-- START Text shown --
“Responsive” Layout is Not!

Like many tales in user interfaces these days, our story today begins on the web.  In the early days before phones were “smart”, but did have web browsers, web sites for bigger companies would provide a mobile-friendly alternative accessible over a different URL, like http://m.somewhere.com. These would contain a handcrafted version of the main site slimmed and dumbed down to be readable and usable within the narrow confines of a phone screen.  It took thought and effort to produce these, and even more to keep them up to date, so not many sites did it, and the web was on the whole a pretty unfriendly place for mobile phones.

Then came the iPhone and its imitators, which first exploded into their own space but then gradually started to displace computers themselves, and interest in providing mobile-friendly sites started to increase.  Eventually people started looking for ways to reduce the maintenance burden of providing effectively two sites, and the technique of “responsive layout” or “responsive design” was born.

On the web the goal for a long time already had been to separate the content from the layout and presentation so the latter two could easily be changed, for facelifts or to keep up with trends.  It was only a small step from there to make the layout dynamically adjust according to the screen size.  Meanwhile mobile apps themselves were increasingly faced with the same needs, as manufacturers delivered phones with screen sizes increasing over time, and with the emergence of tablets.  Apple, Google, and Microsoft all came up with their own approaches to this in their app UI toolkits, all similar to one another and based on stretchable UI components originally developed for desktop windowing environments.

The Problem

There is however, more to utilizing space than stretching and compressing.  Imagine you have a one room house of about 10 feet / 3 meters square.  It's a studio, you've got your kitchen along one wall, a foldout bed on another, and a little bathroom/shower stall in the corner.

Now say you inherit some money and decide it's time for something bigger.  You hire an architect, agree on terms with a general contractor, and then sit back and wait for your new 1000 square foot / 100 square meter house to be built.  Finally, the day comes when you move in, but when you do you're in for quite a shock.  All that new space is there all right, but unfortunately there must have been some cock-up in the communication and there's still just one room.  It's really quite cavernous except for the quarter of the house that's bitten out for the bathroom stall, now expanded to 15x15 feet.  Unfortunately despite all this extra space they didn't install a Jacuzzi and sauna in it.  Your kitchen is greatly expanded as well, which is good, but now you have to walk back and forth 25 feet to get something out of your refrigerator to put on the stove.  But worst of all is the bed -- something must have really gone wrong there, since the 12 x 20 foot monstrosity you have now is more fit for a children's yard trampoline than a sleeping place.

So you call the architect and the contractor and complain, and they promise to fix everything.  You return to your rental quarters for another 3 months, and then you come back, excited to finally live in your new house.  But in fact things aren’t much improved.  The bathroom has been shrunk down to normal size, and no longer takes up a quarter of the house.  Likewise the kitchen now occupies just a corner and not the whole wall.  Your bed is now a normal size and your existing sheets fit it.  But that’s all there is.  The rest is just open floor, oodles and oodles of it.  No living room, no dining area, not even a couch or chair to enjoy the new space!
-- END Text shown --
## [Complete the following]
1) Copy out the entries word for word, starting at the line containing "of the gloved" and running through the last line of the entries.
2) Write the next part of the piece about responsive layout, picking up right after its final paragraph.
-- START Data provided --
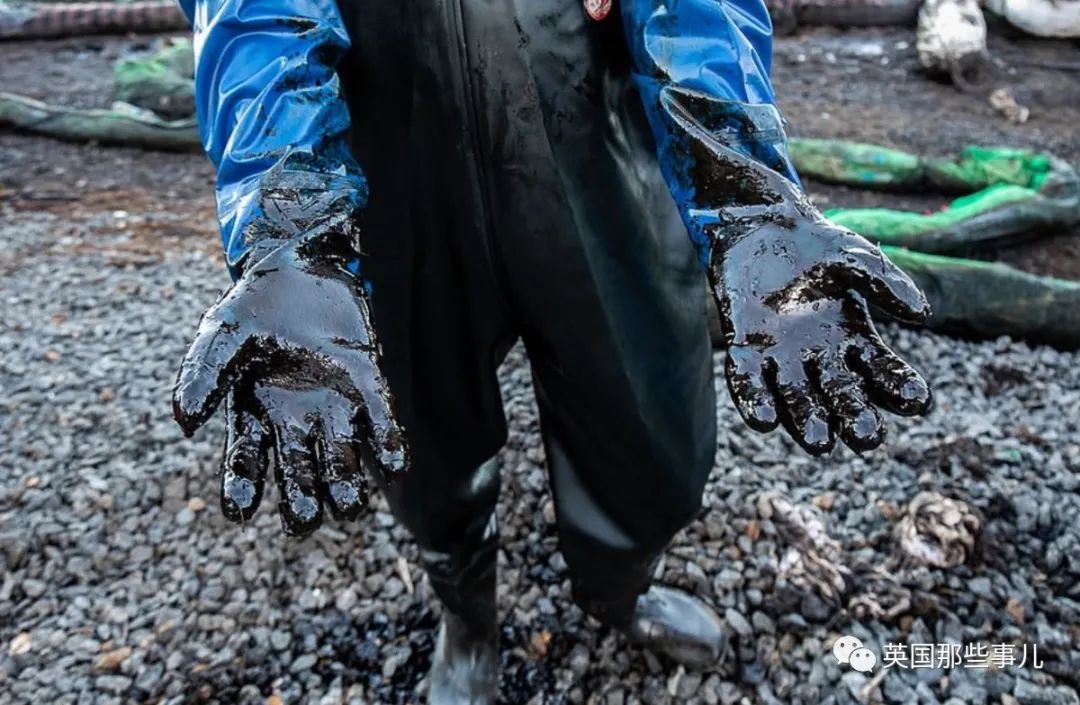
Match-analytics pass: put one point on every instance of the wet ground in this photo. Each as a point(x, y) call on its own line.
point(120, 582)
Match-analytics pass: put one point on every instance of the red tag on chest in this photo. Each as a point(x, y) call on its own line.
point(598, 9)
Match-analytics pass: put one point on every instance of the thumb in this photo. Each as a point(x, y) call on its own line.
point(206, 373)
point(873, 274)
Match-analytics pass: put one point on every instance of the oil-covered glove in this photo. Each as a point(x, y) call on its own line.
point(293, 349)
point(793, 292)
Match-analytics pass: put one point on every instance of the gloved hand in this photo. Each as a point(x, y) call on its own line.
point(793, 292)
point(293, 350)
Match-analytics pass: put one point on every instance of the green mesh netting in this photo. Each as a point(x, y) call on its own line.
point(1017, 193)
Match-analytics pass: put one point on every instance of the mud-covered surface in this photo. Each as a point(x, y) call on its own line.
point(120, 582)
-- END Data provided --
## [Results for the exercise]
1)
Match-analytics pass: put one point on every instance of the gloved hand in this photo. Each as a point(x, y) call on its own line.
point(793, 292)
point(293, 350)
Match-analytics pass: put one point on every instance of the green mesh netting in this photo. Each as a point(x, y) call on its own line.
point(1017, 193)
Match-analytics pass: put one point on every instance of the mud-covered surface in this photo. Each as a point(x, y) call on its own line.
point(120, 582)

2)
Upsizing isn’t easy! (Note: not to scale – the left floorplan is blown up 3x relative to the other two.)

A Failed Solution

While this is clearly a silly example for real life, it's unfortunately exactly what happens with many web sites and apps with so-called “responsive layout”.  The point of failure is that, in a nutshell, “Bigger is different.”  Just as phones had a hard time dealing with regular PC browser focused web sites (because smaller is different too), today tablets and PCs are suffering under the tyranny of the phone.  Developers design for the phone screen because that's what a large proportion of their audience will use, and then tack on “responsive” layout which consists in little more than blowing up the screen they've designed for mobile.  The result is very little content displayed for the screen size used, oversized text, often lots of blank space, and awkward jump-navigation where all context of where you are is lost.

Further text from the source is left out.